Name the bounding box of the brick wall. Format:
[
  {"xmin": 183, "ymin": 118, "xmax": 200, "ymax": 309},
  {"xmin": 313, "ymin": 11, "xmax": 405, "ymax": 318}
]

=-=-=

| What is expected |
Reproduce every line of the records above verbatim, changing nothing.

| Finished task |
Name the bounding box of the brick wall. Format:
[
  {"xmin": 183, "ymin": 118, "xmax": 200, "ymax": 309},
  {"xmin": 313, "ymin": 11, "xmax": 405, "ymax": 318}
]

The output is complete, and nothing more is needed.